*Activity*:
Your response should contain every line from the data below that holds the string "hill".

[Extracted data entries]
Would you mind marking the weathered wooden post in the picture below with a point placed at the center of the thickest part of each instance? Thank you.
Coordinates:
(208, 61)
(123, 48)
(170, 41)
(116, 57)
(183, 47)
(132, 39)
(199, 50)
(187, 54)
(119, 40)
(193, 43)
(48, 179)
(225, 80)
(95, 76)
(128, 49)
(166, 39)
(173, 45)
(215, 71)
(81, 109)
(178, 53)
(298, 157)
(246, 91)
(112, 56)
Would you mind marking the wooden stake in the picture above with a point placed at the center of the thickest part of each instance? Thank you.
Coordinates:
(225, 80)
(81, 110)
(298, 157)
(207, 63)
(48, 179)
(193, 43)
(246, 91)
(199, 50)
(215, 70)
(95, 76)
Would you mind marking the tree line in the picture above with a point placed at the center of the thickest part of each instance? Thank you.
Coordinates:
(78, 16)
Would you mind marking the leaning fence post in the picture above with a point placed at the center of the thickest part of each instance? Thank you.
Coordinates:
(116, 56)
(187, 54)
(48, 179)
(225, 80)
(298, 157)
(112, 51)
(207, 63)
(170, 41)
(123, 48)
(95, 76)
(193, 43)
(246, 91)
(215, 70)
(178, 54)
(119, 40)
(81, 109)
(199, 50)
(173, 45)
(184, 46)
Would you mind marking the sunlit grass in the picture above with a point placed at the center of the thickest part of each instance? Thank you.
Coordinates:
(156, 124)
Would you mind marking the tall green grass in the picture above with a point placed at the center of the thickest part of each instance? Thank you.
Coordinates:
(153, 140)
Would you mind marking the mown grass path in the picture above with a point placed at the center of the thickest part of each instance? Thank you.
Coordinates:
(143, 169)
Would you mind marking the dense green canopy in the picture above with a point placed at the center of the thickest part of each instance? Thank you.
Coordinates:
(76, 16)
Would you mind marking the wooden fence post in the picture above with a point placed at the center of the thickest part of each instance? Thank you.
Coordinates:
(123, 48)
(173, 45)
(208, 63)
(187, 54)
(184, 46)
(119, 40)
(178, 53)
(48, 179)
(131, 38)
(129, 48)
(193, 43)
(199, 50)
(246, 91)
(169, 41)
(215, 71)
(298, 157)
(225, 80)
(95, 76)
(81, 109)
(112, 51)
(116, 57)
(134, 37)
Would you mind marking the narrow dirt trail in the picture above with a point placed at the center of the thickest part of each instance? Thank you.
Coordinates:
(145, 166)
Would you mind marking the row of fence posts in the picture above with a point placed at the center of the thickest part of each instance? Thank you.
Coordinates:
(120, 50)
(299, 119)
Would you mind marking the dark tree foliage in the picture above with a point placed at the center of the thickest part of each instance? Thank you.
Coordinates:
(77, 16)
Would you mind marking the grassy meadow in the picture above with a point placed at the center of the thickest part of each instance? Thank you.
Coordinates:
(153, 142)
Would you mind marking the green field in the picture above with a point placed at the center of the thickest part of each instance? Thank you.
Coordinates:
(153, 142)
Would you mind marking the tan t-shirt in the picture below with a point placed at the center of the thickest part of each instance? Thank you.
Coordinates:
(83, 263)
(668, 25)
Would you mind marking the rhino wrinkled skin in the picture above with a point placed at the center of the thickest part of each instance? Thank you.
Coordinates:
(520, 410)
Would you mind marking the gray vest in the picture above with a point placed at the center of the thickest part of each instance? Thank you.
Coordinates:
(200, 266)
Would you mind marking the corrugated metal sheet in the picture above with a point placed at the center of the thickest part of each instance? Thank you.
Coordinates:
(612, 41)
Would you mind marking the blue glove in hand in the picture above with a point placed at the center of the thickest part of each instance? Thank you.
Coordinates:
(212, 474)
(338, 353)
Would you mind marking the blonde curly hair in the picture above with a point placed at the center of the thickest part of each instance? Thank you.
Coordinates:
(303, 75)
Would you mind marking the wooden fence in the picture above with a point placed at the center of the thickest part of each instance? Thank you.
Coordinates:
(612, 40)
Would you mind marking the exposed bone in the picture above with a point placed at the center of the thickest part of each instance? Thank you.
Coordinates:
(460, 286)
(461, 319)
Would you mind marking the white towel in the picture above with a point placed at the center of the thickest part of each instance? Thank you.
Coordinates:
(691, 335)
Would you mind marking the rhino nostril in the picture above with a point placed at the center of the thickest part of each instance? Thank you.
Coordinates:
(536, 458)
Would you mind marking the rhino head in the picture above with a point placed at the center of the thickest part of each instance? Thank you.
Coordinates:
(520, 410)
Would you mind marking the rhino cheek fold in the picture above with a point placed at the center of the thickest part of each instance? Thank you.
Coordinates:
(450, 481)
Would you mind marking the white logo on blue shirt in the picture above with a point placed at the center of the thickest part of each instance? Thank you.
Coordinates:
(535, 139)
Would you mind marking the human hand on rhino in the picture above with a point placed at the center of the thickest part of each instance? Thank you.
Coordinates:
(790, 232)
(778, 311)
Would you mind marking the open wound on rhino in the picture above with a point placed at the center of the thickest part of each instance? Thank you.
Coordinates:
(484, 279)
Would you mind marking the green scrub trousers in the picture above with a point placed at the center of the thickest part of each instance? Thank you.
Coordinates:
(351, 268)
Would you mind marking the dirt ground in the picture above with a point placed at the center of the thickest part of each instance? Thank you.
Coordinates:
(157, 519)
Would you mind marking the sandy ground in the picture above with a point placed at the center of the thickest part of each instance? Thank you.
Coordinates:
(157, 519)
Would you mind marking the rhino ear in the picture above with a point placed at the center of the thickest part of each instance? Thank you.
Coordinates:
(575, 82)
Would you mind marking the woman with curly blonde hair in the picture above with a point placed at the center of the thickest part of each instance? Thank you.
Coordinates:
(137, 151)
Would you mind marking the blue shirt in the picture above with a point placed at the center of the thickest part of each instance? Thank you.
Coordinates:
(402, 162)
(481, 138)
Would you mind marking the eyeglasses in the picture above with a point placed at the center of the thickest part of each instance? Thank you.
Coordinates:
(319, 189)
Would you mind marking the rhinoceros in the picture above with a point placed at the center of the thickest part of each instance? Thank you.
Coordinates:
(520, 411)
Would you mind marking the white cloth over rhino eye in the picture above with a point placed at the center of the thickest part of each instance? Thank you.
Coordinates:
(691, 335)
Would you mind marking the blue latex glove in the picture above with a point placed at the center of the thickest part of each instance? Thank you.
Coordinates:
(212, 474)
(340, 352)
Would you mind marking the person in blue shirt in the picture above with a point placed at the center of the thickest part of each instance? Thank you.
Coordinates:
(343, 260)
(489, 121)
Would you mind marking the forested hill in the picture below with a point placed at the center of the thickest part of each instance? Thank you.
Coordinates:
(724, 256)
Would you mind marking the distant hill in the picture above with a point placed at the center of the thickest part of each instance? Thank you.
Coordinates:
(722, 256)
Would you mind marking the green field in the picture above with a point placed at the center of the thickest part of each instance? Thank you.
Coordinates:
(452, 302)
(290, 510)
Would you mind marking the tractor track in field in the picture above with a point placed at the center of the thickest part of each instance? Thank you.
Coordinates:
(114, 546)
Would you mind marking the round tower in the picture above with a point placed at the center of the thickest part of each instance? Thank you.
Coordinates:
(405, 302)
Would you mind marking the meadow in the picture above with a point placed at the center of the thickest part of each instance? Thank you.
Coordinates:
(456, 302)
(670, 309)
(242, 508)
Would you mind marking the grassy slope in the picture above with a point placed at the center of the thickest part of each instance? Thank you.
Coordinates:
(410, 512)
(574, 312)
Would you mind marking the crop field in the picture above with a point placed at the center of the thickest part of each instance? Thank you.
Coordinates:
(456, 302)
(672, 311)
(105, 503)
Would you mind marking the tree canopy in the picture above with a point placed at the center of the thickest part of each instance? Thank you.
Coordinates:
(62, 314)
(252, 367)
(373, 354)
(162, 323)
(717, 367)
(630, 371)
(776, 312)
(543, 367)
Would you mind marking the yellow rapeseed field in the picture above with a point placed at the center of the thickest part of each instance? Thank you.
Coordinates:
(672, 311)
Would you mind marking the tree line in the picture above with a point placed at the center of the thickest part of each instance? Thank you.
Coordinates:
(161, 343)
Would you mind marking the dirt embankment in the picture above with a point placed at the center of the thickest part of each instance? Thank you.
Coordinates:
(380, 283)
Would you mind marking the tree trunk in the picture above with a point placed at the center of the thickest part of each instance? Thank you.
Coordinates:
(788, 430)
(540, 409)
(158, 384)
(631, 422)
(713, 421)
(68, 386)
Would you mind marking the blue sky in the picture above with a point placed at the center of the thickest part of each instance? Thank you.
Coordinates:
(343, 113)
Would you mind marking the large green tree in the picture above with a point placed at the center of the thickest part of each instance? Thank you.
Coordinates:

*Your solution*:
Would you mind marking the forested hill in the picture below with a point placed at the center of the thickest part of each instance? Thank you.
Would you mind marking the distant hill in the picture above with a point placed at the center of the thickest part of each instance? Thank you.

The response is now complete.